■ DOCUMENT ■
--- START ---
Chinese stocks reversed an earlier decline with the Shanghai Composite edging up 1.28% after the China Securities Regulatory Commission said MSCI's decision earlier to delay including A-shares in its emerging markets index won't change the direction of China's capital market reform towards a more market- and rule-based system. Hong Kong's Hang Seng Index edged up 0.07% to 20,402.37.

The yuan fell to its weakest level in over five years against the dollar Wednesday morning after the People's Bank of China set the fixing at the lowest level since January 2011, following the spot yuan's slump late Tuesday at 6.6001 compared with Tuesday's midpoint of 6.5791.

The Nikkei 225 rose 0.72%, while the S&P/ASX 200 fell 0.29%.

In Australia, the Westpac consumer sentiment index for June dipped 1%, a sharp reversal from the previous reading of 8.5%.

"The Reserve Bank (of Australia) Board next meets on July 5. A move at that meeting is highly unlikely. The key considerations for the bank are around the outlook for inflation," said Westpac senior economist Matthew Hassan. "On its current forecasts the RBA does not expect inflation to return to the bottom of the band until 2017, and that is on the assumption of a further rate cut, given that the Bank's forecasts are based on 'market pricing' for rates. The most important and immediate information about whether the RBA's May assessment is correct will come from the June quarter inflation report, which prints on July 27, after the July Board meeting but ahead of the August 2 meeting. It is our assessment that the information in this report will confirm to the board that another cut is indeed necessary."

Overnight, U.S. stocks pared sharp declines on Tuesday, extending recent losses, as yields on 10-Year German Bunds moved into negative territory for the first time in history and mounting Brexit concerns rattled global markets, spilling over into the major indices.
--- END ---
■ EXCERPTED DATA ■
--- START ---
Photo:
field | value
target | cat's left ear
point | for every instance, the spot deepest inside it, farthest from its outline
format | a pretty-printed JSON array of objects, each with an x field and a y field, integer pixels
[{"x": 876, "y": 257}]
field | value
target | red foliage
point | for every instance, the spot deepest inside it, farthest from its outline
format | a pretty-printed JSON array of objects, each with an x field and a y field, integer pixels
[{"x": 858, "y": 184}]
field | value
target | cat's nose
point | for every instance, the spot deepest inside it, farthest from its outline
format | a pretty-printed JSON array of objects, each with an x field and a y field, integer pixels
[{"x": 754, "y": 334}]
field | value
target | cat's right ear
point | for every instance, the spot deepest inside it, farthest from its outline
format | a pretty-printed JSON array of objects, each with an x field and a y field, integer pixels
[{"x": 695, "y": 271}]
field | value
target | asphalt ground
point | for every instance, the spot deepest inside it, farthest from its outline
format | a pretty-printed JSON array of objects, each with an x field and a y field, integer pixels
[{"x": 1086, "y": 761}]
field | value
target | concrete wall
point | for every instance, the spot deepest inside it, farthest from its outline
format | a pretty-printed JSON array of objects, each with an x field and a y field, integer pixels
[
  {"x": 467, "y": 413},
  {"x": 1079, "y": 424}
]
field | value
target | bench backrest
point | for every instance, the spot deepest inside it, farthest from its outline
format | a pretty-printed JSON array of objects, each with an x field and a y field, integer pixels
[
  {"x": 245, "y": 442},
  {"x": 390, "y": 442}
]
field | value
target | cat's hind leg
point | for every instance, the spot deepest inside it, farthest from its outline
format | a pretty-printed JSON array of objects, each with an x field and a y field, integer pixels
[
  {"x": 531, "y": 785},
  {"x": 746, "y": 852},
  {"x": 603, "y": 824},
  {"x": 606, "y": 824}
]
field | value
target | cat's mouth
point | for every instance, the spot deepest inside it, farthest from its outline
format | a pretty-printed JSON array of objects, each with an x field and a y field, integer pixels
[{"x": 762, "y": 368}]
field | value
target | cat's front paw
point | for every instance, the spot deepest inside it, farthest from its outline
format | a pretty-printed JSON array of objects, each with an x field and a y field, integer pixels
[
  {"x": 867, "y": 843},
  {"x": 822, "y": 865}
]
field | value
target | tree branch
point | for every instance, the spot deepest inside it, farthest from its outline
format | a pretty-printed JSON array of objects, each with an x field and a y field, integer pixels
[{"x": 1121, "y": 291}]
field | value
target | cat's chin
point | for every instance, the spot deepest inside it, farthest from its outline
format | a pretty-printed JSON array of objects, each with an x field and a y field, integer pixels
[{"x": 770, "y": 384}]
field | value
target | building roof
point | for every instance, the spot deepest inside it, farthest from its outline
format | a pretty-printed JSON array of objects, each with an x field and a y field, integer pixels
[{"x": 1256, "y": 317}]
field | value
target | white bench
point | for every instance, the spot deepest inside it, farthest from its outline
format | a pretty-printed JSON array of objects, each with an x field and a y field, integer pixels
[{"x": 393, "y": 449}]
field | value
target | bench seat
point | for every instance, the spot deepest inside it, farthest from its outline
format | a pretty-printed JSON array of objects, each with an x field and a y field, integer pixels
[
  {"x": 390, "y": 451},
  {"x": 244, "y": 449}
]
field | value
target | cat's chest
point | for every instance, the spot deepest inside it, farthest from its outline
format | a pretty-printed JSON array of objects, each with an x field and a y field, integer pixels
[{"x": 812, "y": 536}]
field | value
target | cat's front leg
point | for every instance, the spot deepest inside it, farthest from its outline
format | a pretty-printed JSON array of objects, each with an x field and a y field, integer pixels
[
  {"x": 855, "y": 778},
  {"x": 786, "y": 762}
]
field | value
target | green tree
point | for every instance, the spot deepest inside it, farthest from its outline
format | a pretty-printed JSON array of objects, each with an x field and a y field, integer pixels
--- END ---
■ INSTRUCTIONS ■
(A) According to the market report, when does the Reserve Bank of Australia Board next meet?
(B) Write what comes next in the market report, picking up after its last sentence.
The rows come from a separate source.

■ THE REPLIES ■
(A) July 5.

(B)
Investors continued to keep a close eye on developments in the U.K., as voters reportedly shift sentiments to the "Leave" campaign in next week's controversial Brexit referendum. An online poll from TNS said the Leave vote widened its lead over a vote to Remain by a 47-40 margin, as Rupert Murdoch's Sun newspaper backed a campaign to depart from the European Union. A slew of major world leaders including U.K. prime minister David Cameron, Germany chancellor Angela Merkel and International Monetary Fund managing director Christine Lagarde have issued stark warnings in recent weeks on the ramifications a British departure from the EU could have on the global economy at large.

The Dow Jones Industrial Average fell 57.52 or 0.32% to 17,674.96, while the NASDAQ Composite index lost 4.89 or 0.10% to 4,843.55, building off Monday's losses.

At session lows, the Dow fell as much as 130 points. The S&P 500 Composite index, meanwhile, dropped 3.74 or 0.18% to 2,075.32, even as six of 10 sectors closed in the green. Stocks in the Telecom and Utilities industries led, each gaining more than 0.45% on the session. Stocks in the Financials sector lagged, plunging 1.29% on the day.